What you are asked to do: A verbatim copy of the entries is the required answer.

───── Task inputs ─────

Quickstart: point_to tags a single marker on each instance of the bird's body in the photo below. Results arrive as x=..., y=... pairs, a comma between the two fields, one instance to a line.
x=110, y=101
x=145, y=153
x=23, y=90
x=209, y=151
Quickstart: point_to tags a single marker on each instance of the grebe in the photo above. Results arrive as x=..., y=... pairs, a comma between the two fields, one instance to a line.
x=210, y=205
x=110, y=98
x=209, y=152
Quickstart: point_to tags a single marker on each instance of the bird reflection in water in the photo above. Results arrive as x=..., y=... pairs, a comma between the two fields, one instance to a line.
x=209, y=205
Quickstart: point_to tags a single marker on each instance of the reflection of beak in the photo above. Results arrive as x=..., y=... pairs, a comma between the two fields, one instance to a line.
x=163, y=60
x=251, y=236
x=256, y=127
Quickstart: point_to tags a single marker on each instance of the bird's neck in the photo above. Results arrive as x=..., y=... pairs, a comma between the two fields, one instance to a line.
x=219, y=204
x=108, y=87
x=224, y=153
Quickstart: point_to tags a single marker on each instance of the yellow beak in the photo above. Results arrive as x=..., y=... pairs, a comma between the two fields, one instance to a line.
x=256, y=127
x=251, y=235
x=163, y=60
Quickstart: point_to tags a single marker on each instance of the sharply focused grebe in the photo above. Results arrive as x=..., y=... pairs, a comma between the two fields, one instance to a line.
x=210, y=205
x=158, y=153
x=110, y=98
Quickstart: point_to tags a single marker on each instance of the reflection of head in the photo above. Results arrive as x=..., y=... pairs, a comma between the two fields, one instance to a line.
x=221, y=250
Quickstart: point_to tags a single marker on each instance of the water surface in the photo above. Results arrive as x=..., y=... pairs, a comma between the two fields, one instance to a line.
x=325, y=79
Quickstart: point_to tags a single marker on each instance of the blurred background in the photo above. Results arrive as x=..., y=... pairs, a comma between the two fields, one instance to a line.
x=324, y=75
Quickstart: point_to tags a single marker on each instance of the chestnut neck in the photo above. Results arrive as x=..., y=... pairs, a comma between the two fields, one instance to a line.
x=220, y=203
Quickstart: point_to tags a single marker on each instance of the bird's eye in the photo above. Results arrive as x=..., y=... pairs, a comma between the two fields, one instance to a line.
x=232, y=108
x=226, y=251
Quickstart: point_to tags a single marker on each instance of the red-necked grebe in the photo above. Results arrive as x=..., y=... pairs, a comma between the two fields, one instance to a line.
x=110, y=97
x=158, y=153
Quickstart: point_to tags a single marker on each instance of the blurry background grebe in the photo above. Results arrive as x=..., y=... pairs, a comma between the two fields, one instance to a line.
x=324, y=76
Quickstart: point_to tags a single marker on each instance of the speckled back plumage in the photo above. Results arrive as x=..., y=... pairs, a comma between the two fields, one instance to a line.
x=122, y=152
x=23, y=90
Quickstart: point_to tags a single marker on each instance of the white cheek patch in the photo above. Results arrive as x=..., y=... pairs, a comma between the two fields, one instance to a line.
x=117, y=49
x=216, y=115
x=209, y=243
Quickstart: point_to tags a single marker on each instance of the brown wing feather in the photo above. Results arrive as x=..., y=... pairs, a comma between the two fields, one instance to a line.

─────

Task response:
Quickstart: point_to tags a single marker on each instance of the bird's body in the photo below. Results arrive as x=..., y=... pairs, a comma between the two fields, one instance to a line.
x=110, y=101
x=145, y=153
x=23, y=90
x=209, y=151
Quickstart: point_to tags a single marker on each instance of the grebe in the photo above. Results arrive as x=..., y=... pairs, a comma between the two fields, one instance to a line.
x=210, y=205
x=110, y=98
x=209, y=152
Quickstart: point_to tags a single marker on each instance of the bird reflection in water in the photo above. Results arrive as x=..., y=... pairs, a comma between the two fields, one instance to a line.
x=209, y=205
Quickstart: point_to tags a single marker on each instance of the reflection of beak in the photo above. Results arrive as x=..., y=... pairs, a comma between the two fields, one instance to a line.
x=163, y=60
x=251, y=236
x=256, y=127
Quickstart: point_to tags a single marker on each instance of the bird's neck in the photo above. Results arrive as x=..., y=... pairs, a comma between the two fields, one instance to a line.
x=219, y=204
x=108, y=87
x=224, y=153
Quickstart: point_to tags a single marker on each instance of the yellow beak in the photo above. Results arrive as x=..., y=... pairs, a comma between the two fields, one instance to a line.
x=256, y=127
x=251, y=235
x=163, y=60
Quickstart: point_to tags a single marker on each instance of the sharply focused grebe in the photo above. Results arrive as x=..., y=... pairs, a comma between the two fields, one instance to a line.
x=210, y=205
x=158, y=153
x=110, y=98
Quickstart: point_to tags a single marker on each instance of the reflection of head in the photo above. Results arrive as x=..., y=... pairs, a comma between the two fields, one instance to a line.
x=221, y=250
Quickstart: point_to tags a single marker on each instance of the water surface in the photo above. Results arrive as x=..., y=... pairs, a comma between the two fields, one instance to a line.
x=325, y=79
Quickstart: point_to tags a single marker on each instance of the blurred background in the photo above. Results arrive as x=..., y=... pairs, a comma between the two fields, one instance to a line.
x=324, y=75
Quickstart: point_to tags a single marker on each instance of the chestnut neck in the photo above. Results arrive as x=..., y=... pairs, a comma between the two fields, one instance to a line.
x=220, y=203
Quickstart: point_to tags a single marker on each instance of the bird's eye in the photo above. Results arrive as x=..., y=... pairs, a comma between the two fields, one instance to a line.
x=232, y=108
x=226, y=251
Quickstart: point_to tags a single marker on each instance of the red-necked grebe in the photo above. Results arrive as x=..., y=... pairs, a comma between the two fields, one instance to a line.
x=110, y=97
x=158, y=153
Quickstart: point_to tags a single marker on each instance of the blurry background grebe in the photo above. Results arrive as x=..., y=... pairs, a comma between the two fields, one instance to a line.
x=324, y=76
Quickstart: point_to tags a single marker on each instance of the speckled back plumage in the photo above. Results arrive as x=..., y=... pairs, a comma between the two fields, one instance to a line.
x=122, y=152
x=23, y=90
Quickstart: point_to tags a single marker on each instance of the white cheek patch in the photo above. Results arrive as x=..., y=... pairs, a comma between the two fields, one instance to a line.
x=117, y=49
x=216, y=115
x=209, y=243
Quickstart: point_to tags a single marker on each instance of the brown wing feather in the photo above. Results arrive as x=..., y=... pairs, a comma between the two fields, one instance to a line.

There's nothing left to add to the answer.